> [Given text]
+++

Lorenzo Romar’s team had the benefit of a preseason trip to Europe and Senegal to adjust to life without NBA draft picks Terrence Ross and Tony Wroten Jr., so the opener was essentially an extension of the adjustment process.

C.J. Wilcox led the way with 21 points and fellow guards Abdul Gaddy and Andrew Andrews scored 14 apiece as the Huskies used some late defense to pull away for the 88-78 victory.

Scott Suggs, who missed all of last season with a broken bone in his right foot, and Desmond Simmons were the starters alongside Gaddy, Wilcox and Aziz N’Diaye. Suggs finished with 13 points and four rebounds in 32 minutes of action.

One of the biggest questions for the Huskies entering the 2012-13 season is just how aggressive Wilcox will be now that much of the focus offensively will be on him.

In his first two seasons in Seattle he was able to be a member of the supporting cast, but Washington will need him to stand out if they’re to be a factor in the Pac-12 race. And while last night was only an exhibition it’s a good start for Wilcox.

“C.J. Wilcox had an outstanding game. If you take his points away he still rebounded, stole the ball, deflected the ball, he defended, he took charges—a really complete game,” said Romar.

“When your best players are there they need to step up like that. That’s what you expect from guys that have been in the program and know what they’re doing.”

Offensively the Huskies will have a different look as Romar has transitioned the team from a motion offense to the high post system that John Wooden used at UCLA.

And their redshirt freshman Andrews took full advantage in the first half, as he scored 12 of his 14 points in the first half as Gaddy sat with three fouls.

+++

> [Given request 1] According to the game report, which player led the Huskies in scoring, and with how many points?
The game report and the records are unrelated to each other.

+++

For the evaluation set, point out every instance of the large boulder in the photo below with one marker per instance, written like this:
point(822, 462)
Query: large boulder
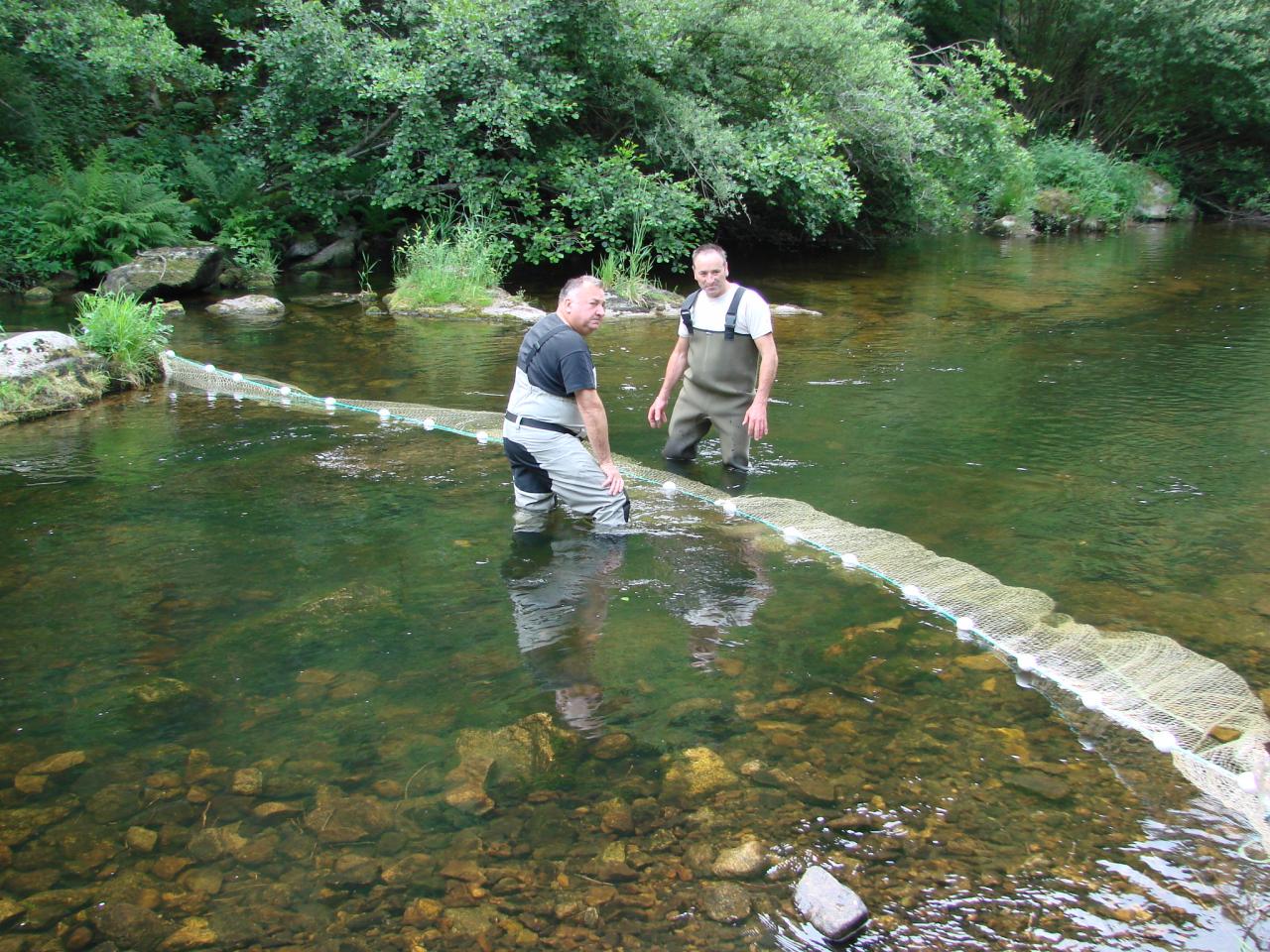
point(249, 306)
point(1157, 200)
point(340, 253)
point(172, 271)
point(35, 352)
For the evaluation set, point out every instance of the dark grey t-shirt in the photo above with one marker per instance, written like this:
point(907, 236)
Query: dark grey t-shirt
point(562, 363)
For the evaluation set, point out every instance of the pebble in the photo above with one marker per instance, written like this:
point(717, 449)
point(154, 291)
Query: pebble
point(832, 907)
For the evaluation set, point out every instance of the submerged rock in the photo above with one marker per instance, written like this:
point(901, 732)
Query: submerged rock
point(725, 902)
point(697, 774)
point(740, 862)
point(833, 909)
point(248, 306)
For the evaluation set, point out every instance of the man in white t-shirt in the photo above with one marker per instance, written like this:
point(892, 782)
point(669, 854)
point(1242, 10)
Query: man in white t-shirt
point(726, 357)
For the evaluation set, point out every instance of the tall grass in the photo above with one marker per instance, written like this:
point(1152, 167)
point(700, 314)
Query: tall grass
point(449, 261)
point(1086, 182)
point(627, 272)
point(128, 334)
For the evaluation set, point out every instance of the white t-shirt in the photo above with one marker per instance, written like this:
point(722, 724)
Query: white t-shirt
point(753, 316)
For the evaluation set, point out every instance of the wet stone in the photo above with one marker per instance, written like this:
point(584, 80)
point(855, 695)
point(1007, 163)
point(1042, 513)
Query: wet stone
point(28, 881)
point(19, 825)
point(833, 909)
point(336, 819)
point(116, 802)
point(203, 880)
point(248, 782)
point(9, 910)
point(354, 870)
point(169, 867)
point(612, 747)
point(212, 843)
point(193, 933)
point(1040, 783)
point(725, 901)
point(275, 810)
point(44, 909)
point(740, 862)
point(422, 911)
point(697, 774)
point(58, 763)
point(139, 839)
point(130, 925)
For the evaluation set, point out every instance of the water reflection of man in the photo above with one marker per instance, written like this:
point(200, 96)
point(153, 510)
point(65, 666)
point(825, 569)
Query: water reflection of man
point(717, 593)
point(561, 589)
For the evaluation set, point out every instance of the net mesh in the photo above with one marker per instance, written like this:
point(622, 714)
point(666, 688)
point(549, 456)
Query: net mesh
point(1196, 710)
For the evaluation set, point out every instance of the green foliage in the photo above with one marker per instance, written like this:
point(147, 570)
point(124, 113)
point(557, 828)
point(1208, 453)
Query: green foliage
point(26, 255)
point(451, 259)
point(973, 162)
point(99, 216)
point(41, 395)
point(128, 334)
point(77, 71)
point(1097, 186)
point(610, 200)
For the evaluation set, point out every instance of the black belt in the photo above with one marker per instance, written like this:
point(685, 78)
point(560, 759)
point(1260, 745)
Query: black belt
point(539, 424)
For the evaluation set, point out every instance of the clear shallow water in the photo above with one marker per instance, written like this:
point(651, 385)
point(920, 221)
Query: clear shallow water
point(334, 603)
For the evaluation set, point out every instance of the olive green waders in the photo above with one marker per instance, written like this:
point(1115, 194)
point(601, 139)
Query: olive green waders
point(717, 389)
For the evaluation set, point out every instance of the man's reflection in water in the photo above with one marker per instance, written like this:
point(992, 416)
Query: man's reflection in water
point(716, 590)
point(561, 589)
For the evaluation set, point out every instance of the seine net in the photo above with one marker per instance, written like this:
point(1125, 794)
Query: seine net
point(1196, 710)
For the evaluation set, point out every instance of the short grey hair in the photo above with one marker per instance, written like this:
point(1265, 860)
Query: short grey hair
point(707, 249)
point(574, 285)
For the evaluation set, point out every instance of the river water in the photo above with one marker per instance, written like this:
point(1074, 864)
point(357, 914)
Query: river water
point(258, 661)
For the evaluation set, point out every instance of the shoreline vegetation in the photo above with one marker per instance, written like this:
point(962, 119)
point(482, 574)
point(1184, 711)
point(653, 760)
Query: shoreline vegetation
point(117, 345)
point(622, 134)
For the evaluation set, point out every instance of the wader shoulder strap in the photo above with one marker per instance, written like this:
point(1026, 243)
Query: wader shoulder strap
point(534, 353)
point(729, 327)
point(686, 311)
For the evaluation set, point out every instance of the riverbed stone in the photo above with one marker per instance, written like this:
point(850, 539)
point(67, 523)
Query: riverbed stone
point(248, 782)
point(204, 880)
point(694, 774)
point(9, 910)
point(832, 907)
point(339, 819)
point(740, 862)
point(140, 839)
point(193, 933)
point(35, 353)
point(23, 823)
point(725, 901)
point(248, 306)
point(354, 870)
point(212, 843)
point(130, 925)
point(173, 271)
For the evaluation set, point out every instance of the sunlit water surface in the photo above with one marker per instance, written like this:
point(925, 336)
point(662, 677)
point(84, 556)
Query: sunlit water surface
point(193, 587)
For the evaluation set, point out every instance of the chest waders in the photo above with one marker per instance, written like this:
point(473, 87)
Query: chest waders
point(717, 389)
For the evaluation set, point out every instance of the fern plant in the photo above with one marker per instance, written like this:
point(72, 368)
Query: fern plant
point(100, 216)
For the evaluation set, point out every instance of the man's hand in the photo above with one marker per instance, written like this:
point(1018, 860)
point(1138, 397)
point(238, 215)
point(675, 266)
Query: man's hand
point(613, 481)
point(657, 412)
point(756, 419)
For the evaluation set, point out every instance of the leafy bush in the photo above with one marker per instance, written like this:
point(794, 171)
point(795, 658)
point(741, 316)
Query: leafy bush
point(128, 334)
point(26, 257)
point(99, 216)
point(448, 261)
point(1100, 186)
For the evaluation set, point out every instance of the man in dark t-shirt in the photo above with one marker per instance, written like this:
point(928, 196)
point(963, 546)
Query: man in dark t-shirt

+++

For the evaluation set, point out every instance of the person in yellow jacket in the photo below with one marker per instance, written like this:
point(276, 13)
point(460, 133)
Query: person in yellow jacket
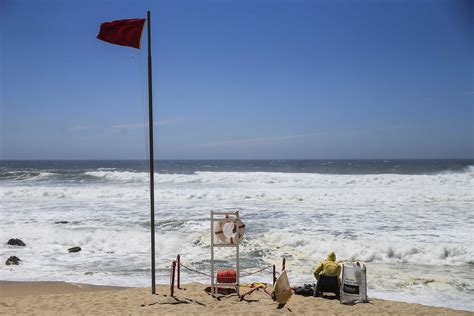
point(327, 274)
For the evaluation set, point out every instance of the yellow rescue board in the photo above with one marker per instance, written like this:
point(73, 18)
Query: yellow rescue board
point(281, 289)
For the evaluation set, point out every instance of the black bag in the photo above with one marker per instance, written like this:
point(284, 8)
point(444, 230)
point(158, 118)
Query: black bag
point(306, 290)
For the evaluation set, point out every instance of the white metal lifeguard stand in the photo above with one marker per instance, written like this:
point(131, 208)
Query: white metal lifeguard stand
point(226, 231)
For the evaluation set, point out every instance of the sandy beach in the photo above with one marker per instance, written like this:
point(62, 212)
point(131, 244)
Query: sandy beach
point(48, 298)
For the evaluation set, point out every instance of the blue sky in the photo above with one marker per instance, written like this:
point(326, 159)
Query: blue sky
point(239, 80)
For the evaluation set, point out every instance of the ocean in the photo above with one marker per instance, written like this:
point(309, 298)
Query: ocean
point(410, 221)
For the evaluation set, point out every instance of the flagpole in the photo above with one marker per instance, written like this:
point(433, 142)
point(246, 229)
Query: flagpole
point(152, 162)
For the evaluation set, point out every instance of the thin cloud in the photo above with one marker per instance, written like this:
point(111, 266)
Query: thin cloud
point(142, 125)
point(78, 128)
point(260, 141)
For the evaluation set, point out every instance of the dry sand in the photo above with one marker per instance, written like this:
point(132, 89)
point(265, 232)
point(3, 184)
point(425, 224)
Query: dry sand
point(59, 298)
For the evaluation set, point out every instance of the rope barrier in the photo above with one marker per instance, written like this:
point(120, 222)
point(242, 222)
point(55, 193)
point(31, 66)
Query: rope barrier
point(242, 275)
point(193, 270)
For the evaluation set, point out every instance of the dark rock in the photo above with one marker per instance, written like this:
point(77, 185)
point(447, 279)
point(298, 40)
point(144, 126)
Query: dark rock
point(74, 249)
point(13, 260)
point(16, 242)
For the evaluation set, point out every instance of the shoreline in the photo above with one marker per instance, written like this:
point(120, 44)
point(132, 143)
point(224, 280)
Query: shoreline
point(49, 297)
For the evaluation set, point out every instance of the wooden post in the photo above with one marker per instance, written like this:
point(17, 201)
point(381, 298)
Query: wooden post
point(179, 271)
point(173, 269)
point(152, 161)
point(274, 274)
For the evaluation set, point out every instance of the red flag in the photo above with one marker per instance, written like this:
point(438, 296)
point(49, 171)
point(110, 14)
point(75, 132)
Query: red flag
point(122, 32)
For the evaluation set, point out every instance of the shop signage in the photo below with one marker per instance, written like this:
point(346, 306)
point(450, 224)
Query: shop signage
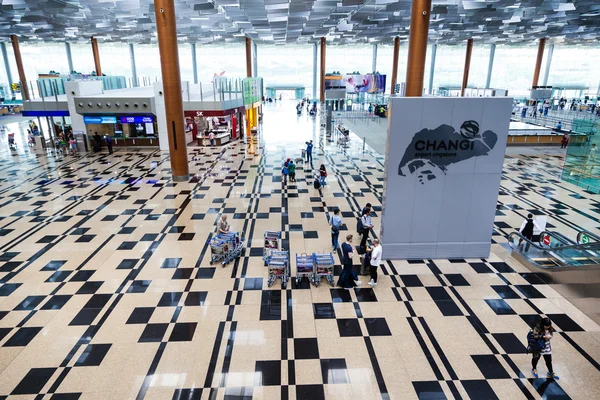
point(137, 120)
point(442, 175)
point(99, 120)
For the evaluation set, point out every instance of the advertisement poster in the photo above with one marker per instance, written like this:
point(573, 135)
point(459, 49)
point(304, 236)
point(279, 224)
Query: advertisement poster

+++

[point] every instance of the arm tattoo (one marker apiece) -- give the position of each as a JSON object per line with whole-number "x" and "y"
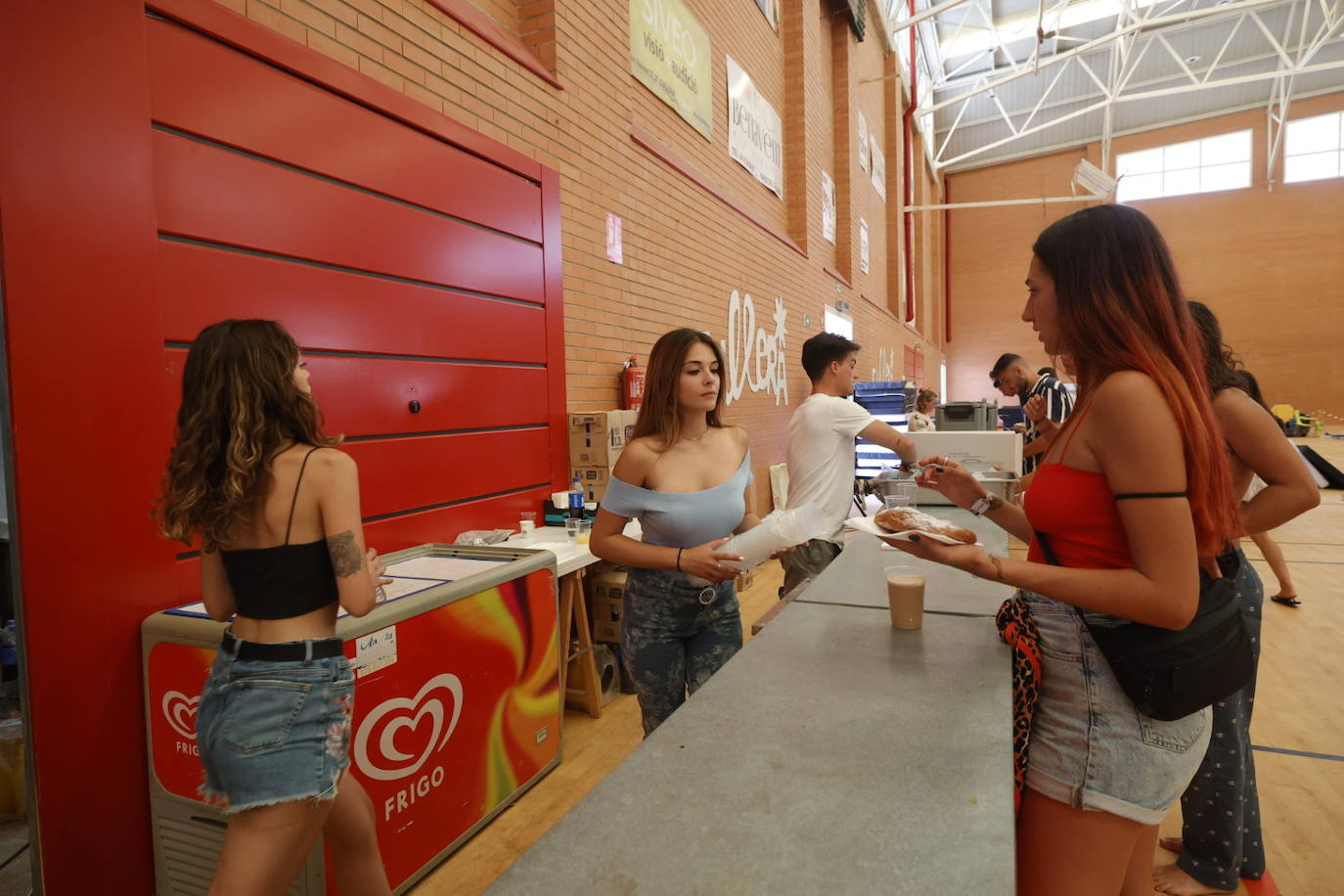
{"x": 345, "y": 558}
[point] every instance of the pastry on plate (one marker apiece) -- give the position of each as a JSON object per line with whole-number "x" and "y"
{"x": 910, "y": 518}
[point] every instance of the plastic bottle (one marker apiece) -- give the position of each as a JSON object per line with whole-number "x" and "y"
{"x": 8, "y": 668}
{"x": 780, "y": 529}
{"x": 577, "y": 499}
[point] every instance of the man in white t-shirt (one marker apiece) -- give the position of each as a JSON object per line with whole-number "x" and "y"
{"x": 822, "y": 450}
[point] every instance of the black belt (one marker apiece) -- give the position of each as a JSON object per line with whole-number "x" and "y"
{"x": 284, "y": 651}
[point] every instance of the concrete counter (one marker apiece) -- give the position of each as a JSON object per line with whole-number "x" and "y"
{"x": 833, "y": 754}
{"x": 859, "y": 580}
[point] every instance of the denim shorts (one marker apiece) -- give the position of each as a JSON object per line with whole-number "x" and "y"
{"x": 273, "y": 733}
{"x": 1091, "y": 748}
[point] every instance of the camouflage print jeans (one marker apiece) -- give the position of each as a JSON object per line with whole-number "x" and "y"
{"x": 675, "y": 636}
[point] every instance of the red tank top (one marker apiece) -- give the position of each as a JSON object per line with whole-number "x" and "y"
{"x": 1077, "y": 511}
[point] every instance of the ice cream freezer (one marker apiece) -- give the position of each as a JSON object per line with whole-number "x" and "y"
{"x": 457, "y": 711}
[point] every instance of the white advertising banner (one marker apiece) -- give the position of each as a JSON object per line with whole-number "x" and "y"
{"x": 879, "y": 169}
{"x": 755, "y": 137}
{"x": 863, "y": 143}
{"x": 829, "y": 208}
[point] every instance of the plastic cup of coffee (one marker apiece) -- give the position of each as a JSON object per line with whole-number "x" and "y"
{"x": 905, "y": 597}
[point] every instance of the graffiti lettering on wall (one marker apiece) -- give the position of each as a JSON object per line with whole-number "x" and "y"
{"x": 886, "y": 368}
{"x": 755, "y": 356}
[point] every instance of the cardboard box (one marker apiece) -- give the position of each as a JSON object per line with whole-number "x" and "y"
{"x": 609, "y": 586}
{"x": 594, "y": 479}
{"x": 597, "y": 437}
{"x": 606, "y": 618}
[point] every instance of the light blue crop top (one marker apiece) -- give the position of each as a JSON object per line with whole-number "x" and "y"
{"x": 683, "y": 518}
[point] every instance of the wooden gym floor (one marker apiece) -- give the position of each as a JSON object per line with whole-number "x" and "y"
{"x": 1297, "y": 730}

+++

> [Given request 2] Display each line of the records that includes the word "olive".

> [Complete answer 1] C.J. Wilcox led the Huskies with 21 points.

> [Complete answer 2]
For the evaluation set, point out every instance of the olive green waders in the photo above with one marker per instance, written like this:
Query: olive green waders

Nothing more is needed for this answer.